Korte oefening A: Kun je uit de reistekst over Boekarest het stuk tussen "Door de vele" en "en Franse helden.", beide inbegrepen, woordelijk herhalen?
··· Getoonde tekst ···
Tijdens WO 2 heeft Roemenië, nu aan de kant van de As-mogendheden, zwaar moeten lijden. Boekarest werd diverse keren zwaar gebombardeerd door de Amerikanen en Britten. Na afloop van de oorlog werd Roemenië bezet door de Sovjets. De dictator Nicolae Ceausescu zwaaide van 1965 tot 1989 de scepter. Tijdens zijn bewind werden veel historische gebouwen met de grond gelijk gemaakt en kwamen er gebouwen in Sovjet-stijl voor in de plaats. In 1977 vond er ook nog eens een zware aardbeving plaats waarbij 1500 doden vielen en veel gebouwen verwoest raakten. Sinds 1989 krabbelt Boekarest langzaamaan weer op en heeft de stad haar kosmopolitische status bijna helemaal weten te herstellen.
Door de vele verwoestingen zijn er nog maar weinig historische bezienswaardigheden in de Roemeense hoofdstad te vinden. Gelukkig is er nog een aantal prachtige attracties overgebleven. Neem bijvoorbeeld het Ateneul Roman aan het Plein van de Revolutie uit het einde van de 19de eeuw. Dit prachtige concertgebouw is nog steeds in gebruik. Een andere aanrader is het Cismigiupark, het oudste park van Boekarest uit de 19de eeuw. Hiervoor moest een stuk moeras worden drooggelegd. Het is een groene oase middenin een drukke hoofdstad. In het park zijn veel mooie standbeelden te vinden. Zo is er een pad, de Rondul Roman, met beelden van Roemeense schrijvers, maar er zijn ook beelden van soldaten en Franse helden.
Overige bezienswaardigheden in Boekarest zijn het Volkspaleis, na het Pentagon qua grootte het tweede gebouw van de wereld. Nu zetelt het parlement er, maar voorheen was dit het paleis van Ceausescu. Verder is er het nationaal historisch museum en het nationaal kunstmuseum, het Plein van de Revolutie, de Universiteitsbibliotheek, het Senaatsgebouw en het openluchtmuseum.
Na Boekarest beginnen we aan het laatste deel van onze reis, een nachtelijke treinreis naar eindpunt Istanbul, via het mooie Bulgarije. Eerst rijden we in het begin van de middag nog door het zuiden van Roemenië, maar na het oversteken van de Donau rijden we bij Ruse (Русе) Bulgarije binnen. Bulgarije is een prachtig land, zeer bergachtig en groen en we kronkelen dan ook met onze nachttrein langzaam door het landschap op weg naar de Bulgaars/Turkse grens bij Kapıkule. Daar moeten we de trein verlaten voor een visum en een aantal stempels in ons paspoort, maar al snel rijden we weer verder via Çerkezköy naar ons eindpunt, het Sirkeci Garı in Istanbul. Sirkeci Garı is een prachtig station uit de 19de eeuw en als je de uitgang doorloopt sta je direct aan de oever van de Gouden Hoorn. Een mooier einde van de reis kun je niet wensen. Ons hotel zit dichtbij het station en daarom wandelen we ook naar het Golden Horn Hotel middenin de oude wijk Sultanahmet.
··· Geëxtraheerde lijst ···
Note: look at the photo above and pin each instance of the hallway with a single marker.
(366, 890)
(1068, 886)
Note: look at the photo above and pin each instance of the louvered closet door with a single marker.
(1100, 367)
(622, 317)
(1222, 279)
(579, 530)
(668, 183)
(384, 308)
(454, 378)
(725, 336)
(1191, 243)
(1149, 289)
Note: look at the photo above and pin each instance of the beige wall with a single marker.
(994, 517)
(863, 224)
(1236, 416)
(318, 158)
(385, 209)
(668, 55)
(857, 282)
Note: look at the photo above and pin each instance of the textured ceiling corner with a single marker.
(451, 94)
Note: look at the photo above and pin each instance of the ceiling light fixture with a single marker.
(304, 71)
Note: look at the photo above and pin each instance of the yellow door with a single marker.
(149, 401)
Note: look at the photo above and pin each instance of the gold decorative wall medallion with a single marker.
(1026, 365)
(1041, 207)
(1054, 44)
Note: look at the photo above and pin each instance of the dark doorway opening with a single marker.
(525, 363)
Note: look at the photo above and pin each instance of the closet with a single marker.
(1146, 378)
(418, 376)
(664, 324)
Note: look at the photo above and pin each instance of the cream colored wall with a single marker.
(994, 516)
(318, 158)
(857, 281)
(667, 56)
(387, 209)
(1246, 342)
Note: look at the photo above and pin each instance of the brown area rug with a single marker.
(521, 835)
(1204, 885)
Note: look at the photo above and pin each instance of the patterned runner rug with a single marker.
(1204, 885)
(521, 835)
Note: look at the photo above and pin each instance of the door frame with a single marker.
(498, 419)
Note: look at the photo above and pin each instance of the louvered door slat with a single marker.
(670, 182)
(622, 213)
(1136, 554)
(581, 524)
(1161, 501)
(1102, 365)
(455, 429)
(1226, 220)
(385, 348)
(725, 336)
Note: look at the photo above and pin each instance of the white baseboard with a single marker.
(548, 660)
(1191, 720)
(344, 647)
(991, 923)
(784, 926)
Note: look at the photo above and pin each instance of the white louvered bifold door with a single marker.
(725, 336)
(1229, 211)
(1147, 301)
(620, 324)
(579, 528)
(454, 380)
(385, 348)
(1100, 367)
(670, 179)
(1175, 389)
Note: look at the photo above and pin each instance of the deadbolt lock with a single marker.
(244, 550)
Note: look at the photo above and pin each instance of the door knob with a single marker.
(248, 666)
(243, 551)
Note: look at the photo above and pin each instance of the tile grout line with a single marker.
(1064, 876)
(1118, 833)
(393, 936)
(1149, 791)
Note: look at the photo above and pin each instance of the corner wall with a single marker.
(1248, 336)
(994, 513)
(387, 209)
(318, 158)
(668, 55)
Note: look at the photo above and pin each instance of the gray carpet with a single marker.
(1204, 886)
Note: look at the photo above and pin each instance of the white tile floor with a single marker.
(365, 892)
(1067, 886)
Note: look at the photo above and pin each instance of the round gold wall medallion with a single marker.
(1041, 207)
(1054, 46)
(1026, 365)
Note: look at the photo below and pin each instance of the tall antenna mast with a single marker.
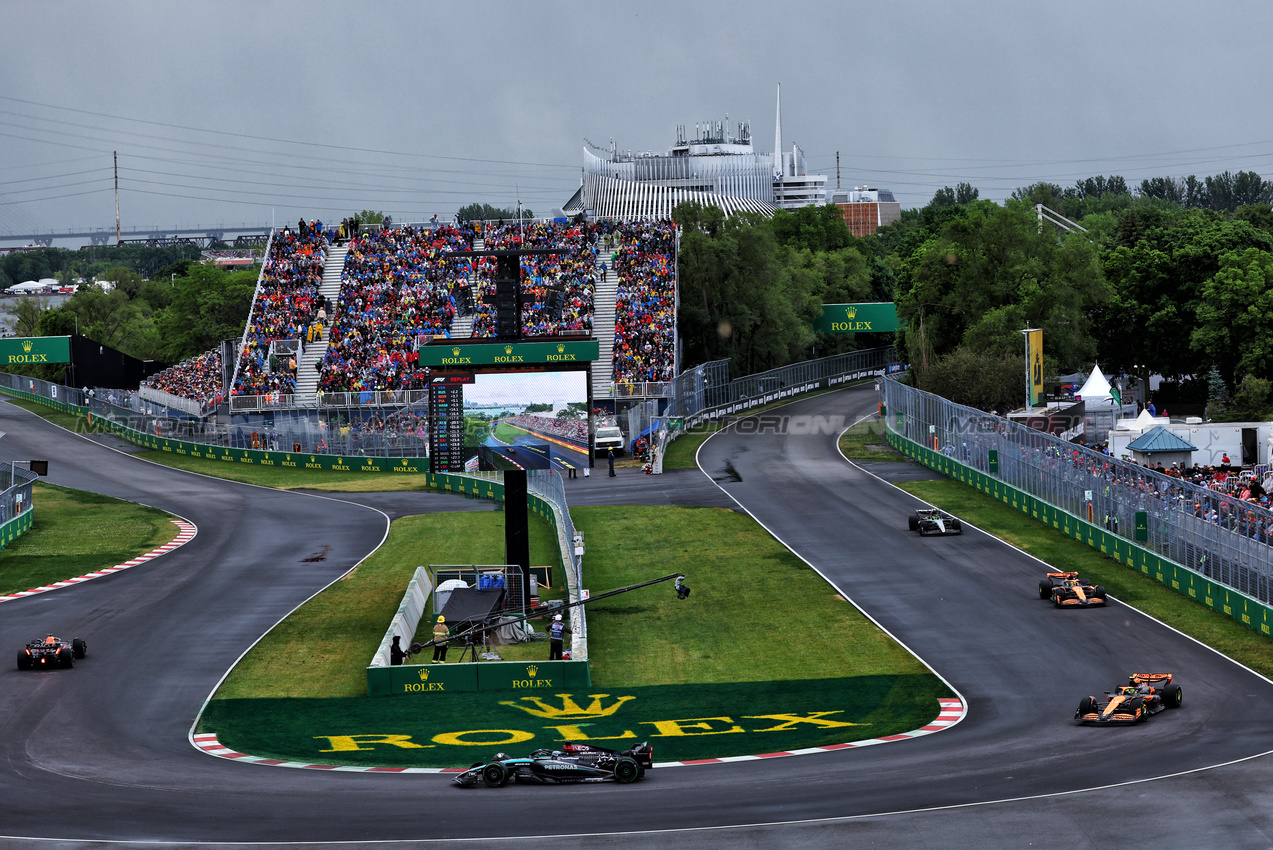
···
Korte oefening B: Kun je alleen de lijst vanaf het begin tot en met de regel met "(1068, 886)" weergeven als csv met twee kolommen, invoer en uitvoer? Maak één rij per invoer met de bijbehorende uitvoer, zet elk veld tussen aanhalingstekens en vervang regeleinden door spaties.

Resultaat opdracht A:
Door de vele verwoestingen zijn er nog maar weinig historische bezienswaardigheden in de Roemeense hoofdstad te vinden. Gelukkig is er nog een aantal prachtige attracties overgebleven. Neem bijvoorbeeld het Ateneul Roman aan het Plein van de Revolutie uit het einde van de 19de eeuw. Dit prachtige concertgebouw is nog steeds in gebruik. Een andere aanrader is het Cismigiupark, het oudste park van Boekarest uit de 19de eeuw. Hiervoor moest een stuk moeras worden drooggelegd. Het is een groene oase middenin een drukke hoofdstad. In het park zijn veel mooie standbeelden te vinden. Zo is er een pad, de Rondul Roman, met beelden van Roemeense schrijvers, maar er zijn ook beelden van soldaten en Franse helden.

Resultaat opdracht B:
invoer,uitvoer
"Note: look at the photo above and pin each instance of the hallway with a single marker.","(366, 890) (1068, 886)"